● **Passage given**
# # # # # # #

RESULTS OF OPERATIONS
Net income for the three months ended March 31, 1999 was approximately $311,000
compared to $489,000 for the similar period in 1998. The discussion that follows
will provide information about the various areas of income and expense that
resulted in the aforementioned results.
THREE MONTHS ENDED MARCH 31
For the three months ended March 31, 1999, interest income was $4,907,000
compared to $3,866,000 for the same period in 1998. This increase of
approximately 26.9%, $1,041,000, was primarily the result of increased volume
attributable to the acquisition of First Financial Bancorp in September, 1998.
Interest and fees on loans increased to $3,848,000 in the three months ended
March 31, 1999 compared to $3,179,000 in same period of 1998. Interest from real
estate loans, the largest part of loan interest, also contributed the most the
increase. This was the result of increased volumes, being partially offset by
lower yields. A substantial portion of the real estate portfolio earns interest
at a variable rate, therefore has been affected by the lower overall rate
environment. Commercial loan interest income increased almost entirely to
additional volume. Income from consumer loans, including home equity, credit
cards, and installment loans, increased due to higher volumes.
Investment income on taxable securities increased nearly $134,000 in the first
three months of 1999 compared to 1998, $684,000 and $550,000 respectively. This
increase was the result of increased volumes partially offset by lower yields.
The volume increase was again the result of the First Financial transaction.
Income from tax exempt securities increased by 114.9%, $101,000 in 1999 compared
to $47,000 in the same period in 1998. This was the result of a shift from U.S.
Treasury and Agency securities to municipal securities. This shift was to take
advantage of relatively good spreads on municipal securities compared to
treasury and agency bonds.
Interest from fed funds sold and other short-term investments increased
substantially to $164,000 in 1999 from $72,000 in 1998. The increased volume in
fed funds sold, an average balance of $15.8 million in 1999 compared to $7.1
million in 1998, was the primary reason for the increased income in this
category. This excess liquidity was the result of real estate loan payoffs and
security maturities. Late in the first quarter and early second quarter of 1999,
this excess liquidity has been invested in either longer-term securities or the
loan portfolio.
Interest paid on deposits increased to $2,282,000 in the three months ended
March 31, 1999. This was an increase of 42.1%, or $676,000 when compared to the
same period in 1998. Average deposits increased due to the First Financial
acquisition and growth in non-interest bearing demand accounts. The average rate
paid on deposits decreased when comparing 1999 to 1998, but not in the same
10
<PAGE> 11
magnitude as earning assets. The actions of the Federal Reserve will continue to
affect the level and direction of interest rates in the future.

# # # # # # #

● **Written problem 1**
Which lines in the rows contain the string "wearing"? Gather each of them.
The operating results passage has no connection to the rows that come after it.

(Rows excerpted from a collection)
# # # # # # #

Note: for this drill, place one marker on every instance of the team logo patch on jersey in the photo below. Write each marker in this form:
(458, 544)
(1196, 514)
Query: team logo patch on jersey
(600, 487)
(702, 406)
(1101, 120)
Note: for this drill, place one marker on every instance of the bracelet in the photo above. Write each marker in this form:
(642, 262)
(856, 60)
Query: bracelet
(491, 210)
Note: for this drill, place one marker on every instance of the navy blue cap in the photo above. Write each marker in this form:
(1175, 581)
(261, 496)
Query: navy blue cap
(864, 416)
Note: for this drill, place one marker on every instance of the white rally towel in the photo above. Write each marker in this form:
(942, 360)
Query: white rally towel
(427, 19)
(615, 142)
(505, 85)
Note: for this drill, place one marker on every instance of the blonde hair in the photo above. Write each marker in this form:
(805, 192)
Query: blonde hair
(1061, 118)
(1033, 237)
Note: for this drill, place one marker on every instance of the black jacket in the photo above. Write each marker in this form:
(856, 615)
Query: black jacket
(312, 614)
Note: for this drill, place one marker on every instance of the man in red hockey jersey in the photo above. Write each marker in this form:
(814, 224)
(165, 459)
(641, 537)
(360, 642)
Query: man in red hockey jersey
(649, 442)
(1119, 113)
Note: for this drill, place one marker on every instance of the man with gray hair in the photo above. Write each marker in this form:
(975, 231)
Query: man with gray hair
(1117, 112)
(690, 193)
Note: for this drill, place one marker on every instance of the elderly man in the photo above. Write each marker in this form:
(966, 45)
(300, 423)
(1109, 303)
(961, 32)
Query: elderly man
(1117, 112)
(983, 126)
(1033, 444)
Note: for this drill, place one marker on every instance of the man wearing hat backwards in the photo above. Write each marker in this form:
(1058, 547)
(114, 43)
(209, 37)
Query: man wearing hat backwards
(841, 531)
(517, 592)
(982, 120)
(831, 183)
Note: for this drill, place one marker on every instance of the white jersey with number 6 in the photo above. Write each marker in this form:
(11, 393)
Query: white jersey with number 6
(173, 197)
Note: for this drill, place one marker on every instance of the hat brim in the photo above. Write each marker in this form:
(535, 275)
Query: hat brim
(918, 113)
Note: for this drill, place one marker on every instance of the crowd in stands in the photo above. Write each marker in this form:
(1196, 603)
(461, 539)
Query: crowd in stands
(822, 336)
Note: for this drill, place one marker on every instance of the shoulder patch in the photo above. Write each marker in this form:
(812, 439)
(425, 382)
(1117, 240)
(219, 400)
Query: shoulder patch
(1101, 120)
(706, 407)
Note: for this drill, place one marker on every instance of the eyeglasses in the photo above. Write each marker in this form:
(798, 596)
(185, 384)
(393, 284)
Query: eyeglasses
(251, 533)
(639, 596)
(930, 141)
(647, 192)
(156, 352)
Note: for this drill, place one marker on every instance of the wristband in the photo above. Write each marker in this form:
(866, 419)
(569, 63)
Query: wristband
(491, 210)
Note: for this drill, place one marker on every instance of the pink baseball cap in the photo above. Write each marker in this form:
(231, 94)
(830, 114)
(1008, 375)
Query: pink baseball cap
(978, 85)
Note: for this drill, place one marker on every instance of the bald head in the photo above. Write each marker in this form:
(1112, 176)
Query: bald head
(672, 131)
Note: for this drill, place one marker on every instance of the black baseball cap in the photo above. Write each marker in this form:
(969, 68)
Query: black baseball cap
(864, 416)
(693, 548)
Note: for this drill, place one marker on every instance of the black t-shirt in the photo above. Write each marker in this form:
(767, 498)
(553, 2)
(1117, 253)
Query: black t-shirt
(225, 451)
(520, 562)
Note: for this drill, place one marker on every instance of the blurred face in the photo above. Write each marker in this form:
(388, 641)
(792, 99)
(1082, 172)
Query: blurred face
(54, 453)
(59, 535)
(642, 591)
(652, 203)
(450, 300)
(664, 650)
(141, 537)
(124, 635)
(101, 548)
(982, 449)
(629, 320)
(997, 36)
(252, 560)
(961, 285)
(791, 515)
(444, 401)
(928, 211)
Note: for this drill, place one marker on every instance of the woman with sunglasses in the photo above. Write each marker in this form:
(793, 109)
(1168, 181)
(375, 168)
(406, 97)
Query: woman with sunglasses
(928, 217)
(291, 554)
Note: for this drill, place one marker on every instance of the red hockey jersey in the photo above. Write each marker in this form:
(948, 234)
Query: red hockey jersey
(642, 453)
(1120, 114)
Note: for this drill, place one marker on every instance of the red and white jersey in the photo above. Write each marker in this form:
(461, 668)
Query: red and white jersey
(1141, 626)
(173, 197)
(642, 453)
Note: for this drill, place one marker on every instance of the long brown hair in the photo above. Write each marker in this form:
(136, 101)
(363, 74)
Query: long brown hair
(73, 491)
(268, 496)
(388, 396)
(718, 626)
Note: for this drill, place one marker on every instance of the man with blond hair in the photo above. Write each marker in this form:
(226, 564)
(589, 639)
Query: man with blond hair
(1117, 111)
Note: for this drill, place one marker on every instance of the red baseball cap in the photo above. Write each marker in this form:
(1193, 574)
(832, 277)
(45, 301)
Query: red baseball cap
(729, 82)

# # # # # # #

● **Written problem 2**
Carry on the operating results passage after its final sentence.

● **Output 1**
Note: for this drill, place one marker on every instance of the man wearing hat backwards in the photo above. Write each marker in this form:
Query: man wearing hat backwards

● **Output 2**
Interest on short-term borrowings decreased to $90,000 from $120,000 in 1999, or
a decrease of $30,000 or 25.0%. Both repurchase agreements and fed funds
purchased had a lower average balance in 1999 compared to 1998. The interest
rates paid also decreased in 1999 compared to 1998.
Other borrowings are represented by Federal Home Loan Bank ("FHLB") advances and
borrowings with a third-party bank in part to finance the First Financial
acquisition. Average borrowings from the FHLB increased to $8.7 million from
$6.7 million in 1998. The average rate on the borrowings decreased because of
favorable advance rates taken in 1998 and the addition of First Financial
advances, which had a lower relative rate. As a result of these items the
interest cost of the other borrowings category was approximately $140,000 more
in 1999 than in 1998.
The provision for loan loss was $108,000 for the three months in 1999 compared
to $56,000 in 1998. It is management's opinion that this amount is an adequate
provision.
Total other operating income increased to $756,000 from $511,000 for the three
months ended March 31, 1999 and 1998 respectively. Gain on sale of loans in the
first quarter of 1999 was $184,000 compared to $83,000 in 1998. As fixed
mortgage rates remain relatively low, the activity in this area continues to be
robust. All fixed rate loans originated are sold. Service fees increased to
nearly $459,000 in 1999 from $232,000 in 1998. Most of this amount results from
checking account fees. The increase was due to an increased number of accounts
and an increased fee schedule. Other income in the three months ended March 31,
1997 was $53,000 compared to $134,000 in the comparable period of 1996.
Total other operating expenses increased approximately $685,000 to $2,435,000
from $1,750,000. The increases in other operating expense are mostly
attributable to the First Financial acquisition. The Bank also opened a new
branch in the Roscoe, Illinois market, late in the first quarter of 1998, which
will affect other operating expenses, until the branch reaches the break-even
point. Currently, this location is closer to the break-even point, then
originally planned.
Income taxes decreased to $193,000 from $252,000. This decrease was due to a
lower amount of income before taxes and a higher effective tax rate, 38.3% and
34.0%, 1999 and 1998 respectively. This higher effective rate is primarily the
result of higher non-deductible amortization expenses, attributable to the
purchase method of accounting the Company has used for its acquisitions.
BALANCE SHEET ANALYSIS
This analysis of the Company's financial position is comparing March 31, 1999 to
December 31, 1998. Total assets were $282.8 million compared to $291.5 million,
March 31, 1999 and December 31, 1998, respectively. This represents an decrease
of approximately 3.0%.
Net loans were $169.7 million on March 31, 1999 and $176.0 million on December
31, 1998, an decrease of $6.3 million or 3.6%. Real estate loans experienced the
largest decline as the consumer continues to take advantage of low fixed
mortgage rates. These fixed rate mortgages generally have a longer maturity
date, therefore the Company sells these mortgages into the secondary loan
market. Commercial and consumer loans have increased since December 31, 1998.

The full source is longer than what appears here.